▶ **EXTRACTED TEXT**:
──────
Dark chocolate with at least 70% cocoa (sometimes written as cacao) is associated with health benefits. Science finally caught up with the wisdom of our taste buds when it comes to chocolate. Dark chocolate contains healthy fats along with flavanol which acts as an antioxidant helping our body’s cells resist damage caused by free radicals. Basically it helps to decrease inflammation on a cellular level. Sometimes I like to think of antioxidants as preventing rust in the body, especially rust from building up in the arteries and clogging our “pipes.”
Chocolate has been noted for its positive effects from being an aphrodisiac to decreasing vascular disease. Paula Owens outlined a variety of these benefits, along with citations, in an article she posted Feb. 13, 2012.
──────
▶ **EXTRACTED RECORDS**:
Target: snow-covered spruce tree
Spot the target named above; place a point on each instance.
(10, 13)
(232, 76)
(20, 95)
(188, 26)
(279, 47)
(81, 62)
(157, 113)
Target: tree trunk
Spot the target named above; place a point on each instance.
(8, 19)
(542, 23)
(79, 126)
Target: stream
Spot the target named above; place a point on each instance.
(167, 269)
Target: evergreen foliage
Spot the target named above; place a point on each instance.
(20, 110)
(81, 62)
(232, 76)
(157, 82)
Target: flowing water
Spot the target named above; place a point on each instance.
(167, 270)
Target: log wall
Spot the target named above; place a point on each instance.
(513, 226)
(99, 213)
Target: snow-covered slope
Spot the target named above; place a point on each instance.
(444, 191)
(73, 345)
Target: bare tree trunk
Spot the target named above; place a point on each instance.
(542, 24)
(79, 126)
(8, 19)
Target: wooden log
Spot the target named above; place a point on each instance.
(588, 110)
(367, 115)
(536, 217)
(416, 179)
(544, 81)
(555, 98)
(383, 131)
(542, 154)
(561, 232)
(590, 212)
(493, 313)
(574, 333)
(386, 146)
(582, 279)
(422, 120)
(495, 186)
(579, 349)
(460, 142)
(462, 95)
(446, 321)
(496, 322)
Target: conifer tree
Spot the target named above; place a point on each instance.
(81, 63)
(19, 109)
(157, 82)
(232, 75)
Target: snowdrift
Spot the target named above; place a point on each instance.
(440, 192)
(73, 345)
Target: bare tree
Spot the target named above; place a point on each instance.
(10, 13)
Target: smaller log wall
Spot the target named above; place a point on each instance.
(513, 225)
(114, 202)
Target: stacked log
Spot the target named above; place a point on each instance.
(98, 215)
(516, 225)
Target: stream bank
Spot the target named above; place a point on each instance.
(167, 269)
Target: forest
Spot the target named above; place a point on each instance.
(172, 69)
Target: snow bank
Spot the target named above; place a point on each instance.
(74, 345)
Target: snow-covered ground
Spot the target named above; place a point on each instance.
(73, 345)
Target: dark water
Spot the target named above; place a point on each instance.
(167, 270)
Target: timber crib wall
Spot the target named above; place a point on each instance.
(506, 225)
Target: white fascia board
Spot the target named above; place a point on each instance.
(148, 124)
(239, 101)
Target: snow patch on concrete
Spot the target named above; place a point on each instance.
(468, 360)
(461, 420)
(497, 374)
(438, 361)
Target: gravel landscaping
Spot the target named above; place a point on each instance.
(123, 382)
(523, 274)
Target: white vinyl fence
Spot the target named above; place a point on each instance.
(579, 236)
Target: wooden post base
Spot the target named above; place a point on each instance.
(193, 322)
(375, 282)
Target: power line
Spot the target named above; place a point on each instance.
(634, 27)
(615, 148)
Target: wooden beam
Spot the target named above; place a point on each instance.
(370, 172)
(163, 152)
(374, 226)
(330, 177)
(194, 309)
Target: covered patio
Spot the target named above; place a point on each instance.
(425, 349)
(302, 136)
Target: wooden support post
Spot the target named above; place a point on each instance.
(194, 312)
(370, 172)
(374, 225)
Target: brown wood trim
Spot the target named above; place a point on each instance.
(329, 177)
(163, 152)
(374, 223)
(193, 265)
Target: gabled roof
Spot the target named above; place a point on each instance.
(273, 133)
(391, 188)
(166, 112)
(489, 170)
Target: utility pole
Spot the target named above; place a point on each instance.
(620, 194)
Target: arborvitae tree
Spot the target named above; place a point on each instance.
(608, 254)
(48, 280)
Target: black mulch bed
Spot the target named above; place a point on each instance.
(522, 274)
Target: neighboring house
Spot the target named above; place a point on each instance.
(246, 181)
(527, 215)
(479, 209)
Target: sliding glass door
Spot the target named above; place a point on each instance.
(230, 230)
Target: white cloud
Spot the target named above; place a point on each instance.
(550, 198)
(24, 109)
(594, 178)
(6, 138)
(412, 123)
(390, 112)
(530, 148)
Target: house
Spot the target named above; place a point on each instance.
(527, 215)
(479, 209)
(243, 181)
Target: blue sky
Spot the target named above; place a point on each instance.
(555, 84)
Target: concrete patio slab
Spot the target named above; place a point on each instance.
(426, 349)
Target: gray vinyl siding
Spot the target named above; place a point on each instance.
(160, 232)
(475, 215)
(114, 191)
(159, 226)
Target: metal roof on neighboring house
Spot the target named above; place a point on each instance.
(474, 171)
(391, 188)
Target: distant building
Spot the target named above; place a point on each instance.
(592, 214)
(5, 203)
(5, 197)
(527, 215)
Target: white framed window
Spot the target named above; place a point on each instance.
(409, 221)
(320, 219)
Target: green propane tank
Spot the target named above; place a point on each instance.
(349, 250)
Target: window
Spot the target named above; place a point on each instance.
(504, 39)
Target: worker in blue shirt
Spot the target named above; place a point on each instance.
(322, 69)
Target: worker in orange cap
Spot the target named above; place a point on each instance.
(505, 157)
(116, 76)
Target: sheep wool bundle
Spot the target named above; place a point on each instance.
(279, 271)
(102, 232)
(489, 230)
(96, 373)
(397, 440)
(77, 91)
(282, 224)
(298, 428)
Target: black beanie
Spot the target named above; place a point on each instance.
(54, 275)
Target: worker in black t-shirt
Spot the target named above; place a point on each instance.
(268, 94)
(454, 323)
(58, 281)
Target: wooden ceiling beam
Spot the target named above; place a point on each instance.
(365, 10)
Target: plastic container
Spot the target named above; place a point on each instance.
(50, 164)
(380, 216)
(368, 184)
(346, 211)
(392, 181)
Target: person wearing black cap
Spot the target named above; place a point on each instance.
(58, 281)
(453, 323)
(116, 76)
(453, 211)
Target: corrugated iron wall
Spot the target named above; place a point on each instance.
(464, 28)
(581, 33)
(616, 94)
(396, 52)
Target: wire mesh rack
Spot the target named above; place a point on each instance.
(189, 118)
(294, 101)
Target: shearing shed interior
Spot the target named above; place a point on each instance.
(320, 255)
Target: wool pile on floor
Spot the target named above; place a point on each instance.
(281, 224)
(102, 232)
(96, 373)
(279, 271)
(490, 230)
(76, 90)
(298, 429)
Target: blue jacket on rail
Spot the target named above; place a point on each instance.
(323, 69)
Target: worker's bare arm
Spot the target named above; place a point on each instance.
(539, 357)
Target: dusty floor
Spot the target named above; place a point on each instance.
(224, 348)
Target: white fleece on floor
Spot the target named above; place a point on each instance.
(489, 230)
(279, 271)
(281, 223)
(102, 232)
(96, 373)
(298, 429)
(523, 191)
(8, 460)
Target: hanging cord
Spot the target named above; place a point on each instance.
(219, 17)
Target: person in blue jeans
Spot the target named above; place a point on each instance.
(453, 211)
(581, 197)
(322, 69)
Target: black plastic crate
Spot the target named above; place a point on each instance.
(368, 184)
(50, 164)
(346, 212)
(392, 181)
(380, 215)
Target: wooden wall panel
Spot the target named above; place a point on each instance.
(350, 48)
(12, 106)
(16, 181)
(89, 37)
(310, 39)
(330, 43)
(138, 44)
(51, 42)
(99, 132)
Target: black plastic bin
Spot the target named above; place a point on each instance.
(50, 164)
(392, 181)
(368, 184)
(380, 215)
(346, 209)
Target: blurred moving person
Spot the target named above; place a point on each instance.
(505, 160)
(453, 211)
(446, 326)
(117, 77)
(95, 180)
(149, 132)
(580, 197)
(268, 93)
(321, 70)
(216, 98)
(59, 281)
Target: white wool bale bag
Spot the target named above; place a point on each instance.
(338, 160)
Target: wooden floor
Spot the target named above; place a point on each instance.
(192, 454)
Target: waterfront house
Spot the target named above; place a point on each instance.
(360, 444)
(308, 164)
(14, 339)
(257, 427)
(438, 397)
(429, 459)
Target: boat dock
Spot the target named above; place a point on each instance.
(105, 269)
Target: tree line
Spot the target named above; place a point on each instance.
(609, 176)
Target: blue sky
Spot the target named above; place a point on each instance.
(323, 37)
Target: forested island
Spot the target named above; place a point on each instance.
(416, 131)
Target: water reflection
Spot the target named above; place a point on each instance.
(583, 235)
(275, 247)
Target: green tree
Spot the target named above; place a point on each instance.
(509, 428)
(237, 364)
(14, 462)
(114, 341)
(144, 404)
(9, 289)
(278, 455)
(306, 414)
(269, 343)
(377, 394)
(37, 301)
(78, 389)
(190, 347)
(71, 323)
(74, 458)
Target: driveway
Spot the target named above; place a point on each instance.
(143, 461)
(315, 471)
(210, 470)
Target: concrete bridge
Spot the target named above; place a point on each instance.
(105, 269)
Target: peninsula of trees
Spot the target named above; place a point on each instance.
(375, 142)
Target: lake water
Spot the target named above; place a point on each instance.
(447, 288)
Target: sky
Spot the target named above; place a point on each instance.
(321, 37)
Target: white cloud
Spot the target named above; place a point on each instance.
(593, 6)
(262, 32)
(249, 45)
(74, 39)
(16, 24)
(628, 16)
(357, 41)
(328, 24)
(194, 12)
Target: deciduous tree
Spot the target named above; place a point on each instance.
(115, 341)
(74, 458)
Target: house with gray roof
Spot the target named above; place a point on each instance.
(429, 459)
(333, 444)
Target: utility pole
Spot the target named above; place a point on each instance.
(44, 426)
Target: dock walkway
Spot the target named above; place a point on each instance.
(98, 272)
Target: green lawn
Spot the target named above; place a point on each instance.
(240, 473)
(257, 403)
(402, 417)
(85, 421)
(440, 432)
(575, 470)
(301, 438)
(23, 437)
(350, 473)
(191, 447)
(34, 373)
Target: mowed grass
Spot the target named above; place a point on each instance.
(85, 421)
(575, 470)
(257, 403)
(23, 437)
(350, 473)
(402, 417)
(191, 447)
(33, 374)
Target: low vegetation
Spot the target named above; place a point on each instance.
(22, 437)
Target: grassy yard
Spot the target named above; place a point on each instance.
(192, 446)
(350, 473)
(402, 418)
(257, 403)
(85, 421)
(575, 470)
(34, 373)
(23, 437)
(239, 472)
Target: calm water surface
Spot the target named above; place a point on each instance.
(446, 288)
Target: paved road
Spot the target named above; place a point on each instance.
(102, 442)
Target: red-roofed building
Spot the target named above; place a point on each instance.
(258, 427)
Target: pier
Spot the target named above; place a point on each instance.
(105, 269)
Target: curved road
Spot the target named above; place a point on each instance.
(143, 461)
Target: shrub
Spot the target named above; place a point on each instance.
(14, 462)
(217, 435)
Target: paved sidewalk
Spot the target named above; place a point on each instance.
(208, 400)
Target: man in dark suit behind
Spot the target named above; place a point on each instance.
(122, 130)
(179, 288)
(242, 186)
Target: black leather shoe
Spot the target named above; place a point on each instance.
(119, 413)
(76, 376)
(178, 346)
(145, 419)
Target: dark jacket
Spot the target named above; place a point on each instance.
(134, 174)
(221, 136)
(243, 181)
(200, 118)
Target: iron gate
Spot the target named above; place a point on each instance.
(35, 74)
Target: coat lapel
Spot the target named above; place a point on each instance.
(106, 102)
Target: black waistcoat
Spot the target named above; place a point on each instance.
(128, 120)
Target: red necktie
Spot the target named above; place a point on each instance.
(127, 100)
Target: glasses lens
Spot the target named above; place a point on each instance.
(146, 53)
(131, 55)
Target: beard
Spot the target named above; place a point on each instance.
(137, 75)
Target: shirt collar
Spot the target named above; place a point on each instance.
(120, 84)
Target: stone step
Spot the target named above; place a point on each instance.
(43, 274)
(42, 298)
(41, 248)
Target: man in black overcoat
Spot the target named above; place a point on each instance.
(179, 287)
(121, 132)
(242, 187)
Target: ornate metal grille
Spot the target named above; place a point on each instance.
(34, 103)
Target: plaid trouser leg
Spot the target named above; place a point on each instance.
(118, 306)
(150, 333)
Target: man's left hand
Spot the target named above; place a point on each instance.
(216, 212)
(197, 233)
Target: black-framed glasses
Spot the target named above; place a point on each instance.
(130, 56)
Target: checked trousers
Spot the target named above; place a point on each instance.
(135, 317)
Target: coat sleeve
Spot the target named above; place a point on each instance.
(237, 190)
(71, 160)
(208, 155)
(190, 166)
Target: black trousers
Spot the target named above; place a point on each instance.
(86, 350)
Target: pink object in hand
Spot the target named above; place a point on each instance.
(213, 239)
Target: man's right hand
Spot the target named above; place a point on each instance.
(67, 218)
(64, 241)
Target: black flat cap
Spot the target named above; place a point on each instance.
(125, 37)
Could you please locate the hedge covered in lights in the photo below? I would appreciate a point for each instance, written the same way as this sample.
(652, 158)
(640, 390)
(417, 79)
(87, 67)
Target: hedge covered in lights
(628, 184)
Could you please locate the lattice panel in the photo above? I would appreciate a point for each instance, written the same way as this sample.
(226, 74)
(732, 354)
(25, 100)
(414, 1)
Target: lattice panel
──────
▶ **EXERCISE INSTRUCTIONS**:
(a) In the dark chocolate passage, copy the part that begins at the words "Chocolate has been" and stops after "Feb. 13, 2012.", switching "vascular disease" to "heart disease".
(b) Carry the passage on dark chocolate's health benefits forward from its last sentence.

▶ **RESPONSES BY TASK**:
(a)
Chocolate has been noted for its positive effects from being an aphrodisiac to decreasing heart disease. Paula Owens outlined a variety of these benefits, along with citations, in an article she posted Feb. 13, 2012.

(b)
So, how much chocolate is good for us. After researching a variety of sites it appears that for cardiac health we only need a small amount, less than 7 grams which is about a third of an ounce; it is unlikely adding much more is beneficial because of the fat and calories which come along with large amounts of chocolate. I will admit that I did read a study in which 2 ounces of dark chocolate a day was associated with lowering stress, but I did not see this amount used in other studies. Chocolate used for “medicinal” and health purposes must have a high cocoa content, minimum 70% cocoa. The cocoa is what helps improve blood flow and reduces inflammation.
Hints for indulging in chocolate:
- Choose a minimum of 70% cocoa, with low sugar content and minimum or no saturated fats and no trans fats, this means no brownies.
- I’ve found making my own hot cocoa is a great treat, 2 scoops cocoa to ½ scoop sugar, boiling water and low fat milk, proportions of your choice here.
- Limit yourself to a quarter of an ounce (7 grams) a day, or ½ an ounce 3 x a week; a tablespoon of chocolate chips is 14-15 grams.
- Savor your moments of chocolate pleasure.